### [Exercise directions]
Copy the lines verbatim, starting with the line that contains "Find the spider's cephalothorax" and going on through the line that contains "left=106, top=61, right=128, bottom=93".

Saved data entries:
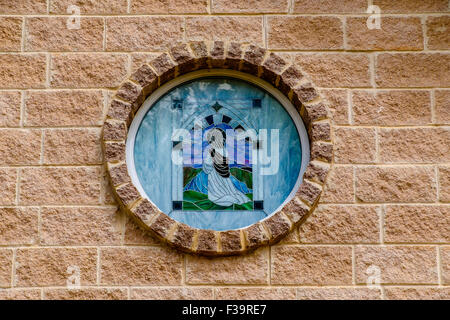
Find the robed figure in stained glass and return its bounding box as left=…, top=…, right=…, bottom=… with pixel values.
left=202, top=128, right=249, bottom=207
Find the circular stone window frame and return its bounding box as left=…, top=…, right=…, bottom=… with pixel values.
left=102, top=41, right=333, bottom=256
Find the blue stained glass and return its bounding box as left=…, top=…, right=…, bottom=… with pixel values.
left=134, top=77, right=302, bottom=230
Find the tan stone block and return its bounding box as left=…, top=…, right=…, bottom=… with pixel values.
left=439, top=166, right=450, bottom=202
left=375, top=53, right=450, bottom=87
left=131, top=52, right=158, bottom=74
left=106, top=17, right=184, bottom=51
left=373, top=0, right=448, bottom=13
left=215, top=288, right=295, bottom=300
left=352, top=90, right=431, bottom=125
left=50, top=53, right=128, bottom=88
left=186, top=249, right=269, bottom=284
left=40, top=207, right=124, bottom=246
left=355, top=246, right=438, bottom=284
left=299, top=205, right=380, bottom=243
left=440, top=246, right=450, bottom=285
left=0, top=249, right=13, bottom=286
left=379, top=128, right=450, bottom=163
left=44, top=128, right=102, bottom=164
left=211, top=0, right=288, bottom=14
left=130, top=0, right=208, bottom=14
left=49, top=0, right=127, bottom=15
left=0, top=0, right=47, bottom=14
left=0, top=53, right=47, bottom=89
left=14, top=248, right=97, bottom=287
left=267, top=16, right=344, bottom=50
left=427, top=16, right=450, bottom=50
left=0, top=17, right=22, bottom=51
left=124, top=218, right=161, bottom=245
left=25, top=17, right=104, bottom=51
left=186, top=16, right=263, bottom=45
left=320, top=89, right=350, bottom=125
left=44, top=288, right=128, bottom=300
left=25, top=90, right=103, bottom=127
left=434, top=90, right=450, bottom=124
left=0, top=168, right=17, bottom=205
left=131, top=287, right=213, bottom=300
left=347, top=16, right=423, bottom=51
left=295, top=53, right=371, bottom=88
left=297, top=287, right=381, bottom=300
left=100, top=246, right=183, bottom=286
left=320, top=166, right=355, bottom=203
left=294, top=0, right=367, bottom=14
left=356, top=167, right=436, bottom=202
left=0, top=289, right=41, bottom=300
left=19, top=167, right=101, bottom=205
left=334, top=127, right=376, bottom=163
left=0, top=207, right=38, bottom=245
left=384, top=205, right=450, bottom=243
left=384, top=286, right=450, bottom=300
left=0, top=129, right=42, bottom=165
left=271, top=246, right=352, bottom=285
left=0, top=91, right=21, bottom=127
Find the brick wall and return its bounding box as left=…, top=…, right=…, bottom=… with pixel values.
left=0, top=0, right=450, bottom=299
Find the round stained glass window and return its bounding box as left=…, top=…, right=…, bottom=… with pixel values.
left=127, top=71, right=309, bottom=231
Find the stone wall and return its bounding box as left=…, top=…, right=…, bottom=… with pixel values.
left=0, top=0, right=450, bottom=299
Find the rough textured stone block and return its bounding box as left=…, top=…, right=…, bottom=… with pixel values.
left=212, top=0, right=288, bottom=13
left=50, top=53, right=128, bottom=88
left=375, top=53, right=450, bottom=87
left=294, top=0, right=367, bottom=14
left=295, top=53, right=371, bottom=88
left=44, top=128, right=102, bottom=164
left=0, top=129, right=42, bottom=165
left=49, top=0, right=127, bottom=15
left=131, top=287, right=213, bottom=300
left=106, top=17, right=184, bottom=51
left=352, top=90, right=431, bottom=125
left=347, top=17, right=423, bottom=50
left=15, top=248, right=97, bottom=287
left=130, top=0, right=208, bottom=14
left=0, top=249, right=13, bottom=286
left=44, top=288, right=128, bottom=300
left=0, top=91, right=21, bottom=127
left=25, top=90, right=103, bottom=127
left=186, top=17, right=263, bottom=45
left=299, top=205, right=380, bottom=243
left=100, top=247, right=183, bottom=286
left=334, top=127, right=376, bottom=163
left=19, top=167, right=100, bottom=205
left=355, top=246, right=438, bottom=284
left=0, top=207, right=38, bottom=245
left=267, top=16, right=344, bottom=50
left=439, top=166, right=450, bottom=202
left=297, top=288, right=381, bottom=300
left=427, top=16, right=450, bottom=50
left=0, top=53, right=46, bottom=89
left=356, top=167, right=436, bottom=202
left=25, top=17, right=104, bottom=51
left=384, top=205, right=450, bottom=243
left=0, top=168, right=17, bottom=205
left=186, top=249, right=269, bottom=284
left=40, top=207, right=123, bottom=246
left=320, top=166, right=355, bottom=203
left=0, top=17, right=22, bottom=51
left=434, top=90, right=450, bottom=124
left=379, top=128, right=450, bottom=163
left=271, top=246, right=352, bottom=285
left=214, top=287, right=295, bottom=300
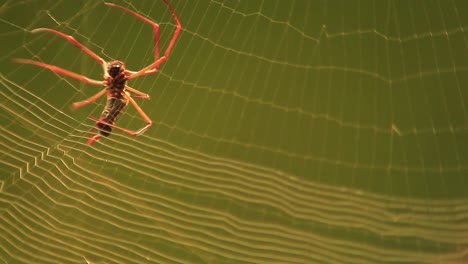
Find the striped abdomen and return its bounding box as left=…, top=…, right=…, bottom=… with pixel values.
left=96, top=94, right=128, bottom=137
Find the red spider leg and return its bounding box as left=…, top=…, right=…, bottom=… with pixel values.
left=72, top=87, right=107, bottom=109
left=88, top=93, right=153, bottom=137
left=125, top=85, right=150, bottom=100
left=88, top=130, right=101, bottom=145
left=104, top=3, right=159, bottom=61
left=31, top=28, right=107, bottom=77
left=13, top=59, right=105, bottom=86
left=106, top=0, right=182, bottom=80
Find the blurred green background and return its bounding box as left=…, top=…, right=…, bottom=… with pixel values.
left=0, top=0, right=468, bottom=263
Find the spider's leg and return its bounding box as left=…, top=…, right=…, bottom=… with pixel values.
left=72, top=88, right=107, bottom=109
left=105, top=3, right=159, bottom=61
left=31, top=28, right=107, bottom=76
left=125, top=85, right=150, bottom=100
left=106, top=0, right=182, bottom=80
left=13, top=59, right=105, bottom=86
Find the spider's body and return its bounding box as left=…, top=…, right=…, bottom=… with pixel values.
left=91, top=61, right=131, bottom=141
left=14, top=0, right=182, bottom=145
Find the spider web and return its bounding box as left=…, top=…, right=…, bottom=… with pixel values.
left=0, top=0, right=468, bottom=263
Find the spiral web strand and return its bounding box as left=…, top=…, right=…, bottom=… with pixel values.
left=0, top=0, right=468, bottom=263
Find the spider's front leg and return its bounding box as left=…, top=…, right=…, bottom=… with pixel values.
left=106, top=0, right=182, bottom=80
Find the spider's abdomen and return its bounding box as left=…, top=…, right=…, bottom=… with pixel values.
left=96, top=93, right=128, bottom=137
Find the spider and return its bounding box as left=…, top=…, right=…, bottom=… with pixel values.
left=13, top=0, right=182, bottom=145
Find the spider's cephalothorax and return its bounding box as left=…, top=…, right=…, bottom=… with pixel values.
left=14, top=0, right=182, bottom=145
left=106, top=61, right=128, bottom=93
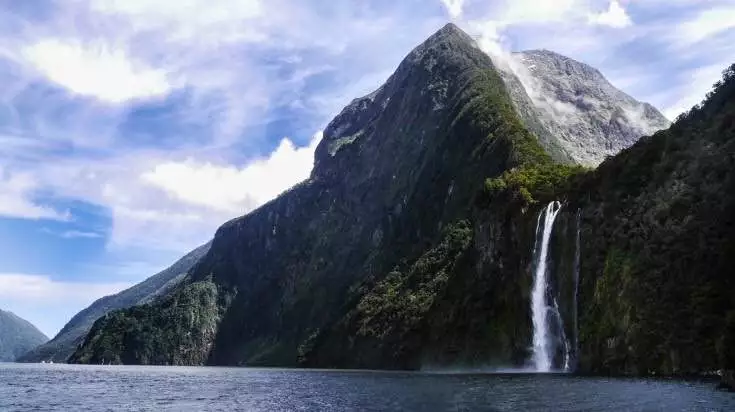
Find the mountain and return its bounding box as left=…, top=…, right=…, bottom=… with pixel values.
left=18, top=243, right=210, bottom=363
left=70, top=24, right=735, bottom=375
left=72, top=24, right=550, bottom=365
left=499, top=50, right=671, bottom=166
left=0, top=310, right=48, bottom=362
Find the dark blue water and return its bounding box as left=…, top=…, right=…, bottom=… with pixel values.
left=0, top=363, right=735, bottom=411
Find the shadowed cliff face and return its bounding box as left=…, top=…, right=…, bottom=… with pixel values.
left=74, top=24, right=549, bottom=365
left=18, top=243, right=209, bottom=362
left=500, top=50, right=671, bottom=167
left=575, top=65, right=735, bottom=374
left=71, top=25, right=735, bottom=373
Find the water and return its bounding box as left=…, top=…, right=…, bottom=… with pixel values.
left=567, top=209, right=582, bottom=370
left=531, top=202, right=563, bottom=372
left=0, top=363, right=735, bottom=411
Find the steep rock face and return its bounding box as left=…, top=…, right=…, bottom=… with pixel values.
left=67, top=25, right=735, bottom=374
left=0, top=310, right=48, bottom=362
left=18, top=243, right=210, bottom=363
left=74, top=24, right=550, bottom=367
left=572, top=65, right=735, bottom=374
left=503, top=50, right=670, bottom=166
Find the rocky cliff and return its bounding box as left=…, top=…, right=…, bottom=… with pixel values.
left=0, top=310, right=48, bottom=362
left=71, top=25, right=735, bottom=374
left=18, top=243, right=209, bottom=363
left=500, top=50, right=671, bottom=166
left=69, top=24, right=549, bottom=366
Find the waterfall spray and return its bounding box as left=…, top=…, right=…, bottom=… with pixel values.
left=531, top=202, right=561, bottom=372
left=569, top=209, right=582, bottom=371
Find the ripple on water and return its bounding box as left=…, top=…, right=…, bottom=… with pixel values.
left=0, top=364, right=735, bottom=411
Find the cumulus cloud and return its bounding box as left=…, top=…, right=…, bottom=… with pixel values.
left=0, top=166, right=70, bottom=221
left=441, top=0, right=465, bottom=19
left=589, top=0, right=633, bottom=29
left=23, top=39, right=171, bottom=103
left=0, top=273, right=132, bottom=337
left=671, top=6, right=735, bottom=46
left=141, top=132, right=322, bottom=213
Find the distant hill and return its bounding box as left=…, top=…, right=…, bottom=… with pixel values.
left=18, top=243, right=210, bottom=363
left=0, top=310, right=48, bottom=362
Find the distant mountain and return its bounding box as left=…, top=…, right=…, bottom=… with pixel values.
left=18, top=243, right=210, bottom=363
left=69, top=24, right=735, bottom=376
left=498, top=50, right=671, bottom=166
left=0, top=310, right=48, bottom=362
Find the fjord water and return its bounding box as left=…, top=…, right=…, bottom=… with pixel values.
left=0, top=363, right=735, bottom=411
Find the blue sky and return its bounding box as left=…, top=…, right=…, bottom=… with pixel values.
left=0, top=0, right=735, bottom=335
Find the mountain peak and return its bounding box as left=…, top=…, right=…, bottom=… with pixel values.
left=505, top=49, right=669, bottom=166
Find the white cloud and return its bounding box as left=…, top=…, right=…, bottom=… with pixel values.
left=671, top=6, right=735, bottom=45
left=0, top=273, right=132, bottom=337
left=589, top=0, right=633, bottom=29
left=504, top=0, right=586, bottom=25
left=141, top=132, right=321, bottom=213
left=0, top=166, right=70, bottom=221
left=441, top=0, right=465, bottom=19
left=90, top=0, right=269, bottom=43
left=662, top=63, right=728, bottom=121
left=23, top=39, right=171, bottom=103
left=59, top=230, right=102, bottom=239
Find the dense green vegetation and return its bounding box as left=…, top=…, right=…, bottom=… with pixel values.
left=18, top=244, right=209, bottom=362
left=577, top=65, right=735, bottom=374
left=0, top=310, right=48, bottom=362
left=73, top=22, right=735, bottom=374
left=70, top=25, right=549, bottom=366
left=481, top=162, right=587, bottom=207
left=69, top=282, right=220, bottom=365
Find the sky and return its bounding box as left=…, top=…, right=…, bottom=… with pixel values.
left=0, top=0, right=735, bottom=336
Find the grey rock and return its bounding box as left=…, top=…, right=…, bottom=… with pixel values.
left=499, top=50, right=671, bottom=166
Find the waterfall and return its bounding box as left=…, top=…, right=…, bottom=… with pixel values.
left=552, top=298, right=572, bottom=372
left=569, top=209, right=582, bottom=371
left=531, top=202, right=561, bottom=372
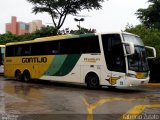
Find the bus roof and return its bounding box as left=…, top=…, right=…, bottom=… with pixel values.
left=6, top=32, right=138, bottom=46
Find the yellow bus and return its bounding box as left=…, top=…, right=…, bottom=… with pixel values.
left=4, top=32, right=156, bottom=89
left=0, top=45, right=5, bottom=74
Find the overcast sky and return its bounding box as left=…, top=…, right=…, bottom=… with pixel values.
left=0, top=0, right=148, bottom=33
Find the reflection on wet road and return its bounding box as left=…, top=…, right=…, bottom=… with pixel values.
left=0, top=77, right=160, bottom=120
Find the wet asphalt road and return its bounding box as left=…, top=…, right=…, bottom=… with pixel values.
left=0, top=76, right=160, bottom=120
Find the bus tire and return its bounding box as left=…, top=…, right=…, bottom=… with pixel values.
left=85, top=73, right=100, bottom=89
left=23, top=70, right=31, bottom=82
left=15, top=70, right=22, bottom=81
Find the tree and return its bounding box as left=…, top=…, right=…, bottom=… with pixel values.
left=27, top=0, right=104, bottom=31
left=136, top=0, right=160, bottom=29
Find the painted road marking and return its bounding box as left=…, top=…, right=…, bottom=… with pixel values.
left=81, top=97, right=135, bottom=120
left=81, top=96, right=160, bottom=120
left=119, top=104, right=160, bottom=120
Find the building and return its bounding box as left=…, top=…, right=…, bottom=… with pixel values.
left=29, top=20, right=44, bottom=33
left=6, top=16, right=44, bottom=35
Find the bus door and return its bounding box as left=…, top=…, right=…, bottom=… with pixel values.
left=102, top=34, right=126, bottom=86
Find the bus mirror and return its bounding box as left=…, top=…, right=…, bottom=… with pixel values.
left=123, top=42, right=135, bottom=56
left=145, top=46, right=156, bottom=59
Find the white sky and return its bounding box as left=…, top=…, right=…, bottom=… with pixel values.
left=0, top=0, right=148, bottom=33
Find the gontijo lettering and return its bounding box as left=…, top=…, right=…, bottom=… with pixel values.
left=22, top=57, right=47, bottom=63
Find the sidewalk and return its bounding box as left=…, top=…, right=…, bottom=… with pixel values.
left=144, top=83, right=160, bottom=86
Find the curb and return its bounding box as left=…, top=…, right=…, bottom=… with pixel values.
left=144, top=83, right=160, bottom=86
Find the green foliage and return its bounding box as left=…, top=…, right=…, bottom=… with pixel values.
left=0, top=26, right=57, bottom=44
left=125, top=25, right=160, bottom=59
left=0, top=32, right=18, bottom=44
left=136, top=0, right=160, bottom=29
left=27, top=0, right=104, bottom=32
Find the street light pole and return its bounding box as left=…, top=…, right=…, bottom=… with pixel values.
left=74, top=18, right=84, bottom=30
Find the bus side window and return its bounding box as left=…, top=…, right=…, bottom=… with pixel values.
left=16, top=47, right=22, bottom=56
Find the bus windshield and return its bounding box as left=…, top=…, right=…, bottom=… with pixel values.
left=123, top=34, right=149, bottom=72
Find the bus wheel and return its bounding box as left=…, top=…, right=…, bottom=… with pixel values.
left=15, top=70, right=22, bottom=81
left=85, top=73, right=100, bottom=89
left=23, top=70, right=30, bottom=82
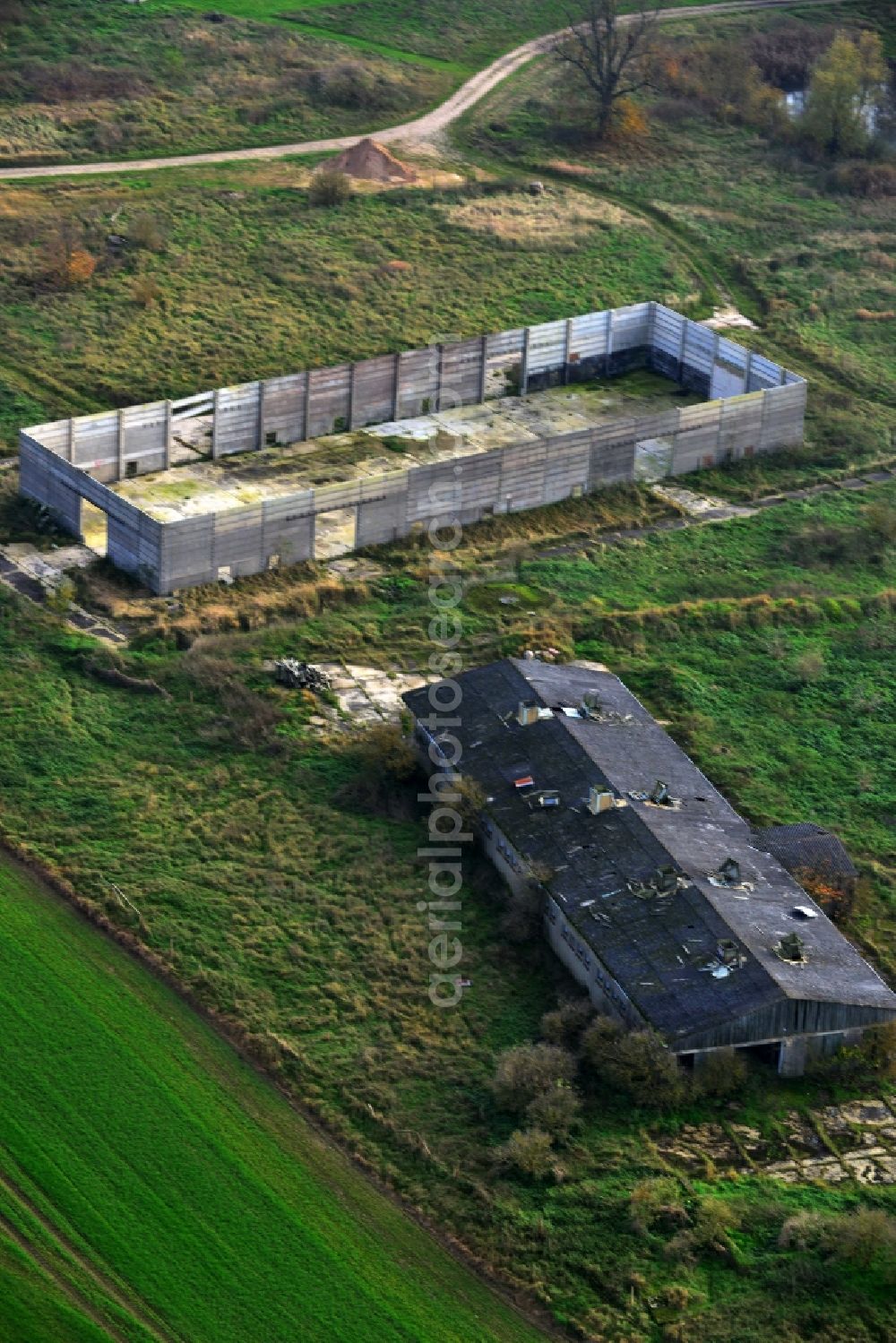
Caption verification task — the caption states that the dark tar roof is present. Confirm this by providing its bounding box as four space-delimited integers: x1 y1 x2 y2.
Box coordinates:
404 659 896 1039
754 821 858 882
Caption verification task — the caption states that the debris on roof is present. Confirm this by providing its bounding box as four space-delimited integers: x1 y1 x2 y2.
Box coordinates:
707 858 753 891
404 659 896 1049
775 932 809 966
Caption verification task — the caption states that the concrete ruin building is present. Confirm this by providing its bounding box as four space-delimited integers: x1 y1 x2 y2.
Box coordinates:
404 659 896 1076
19 302 806 592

### [Written reply]
Find the spider's cephalothorax and return its bounding box as left=…, top=…, right=…, bottom=… with pixel values.
left=14, top=0, right=182, bottom=145
left=106, top=61, right=128, bottom=93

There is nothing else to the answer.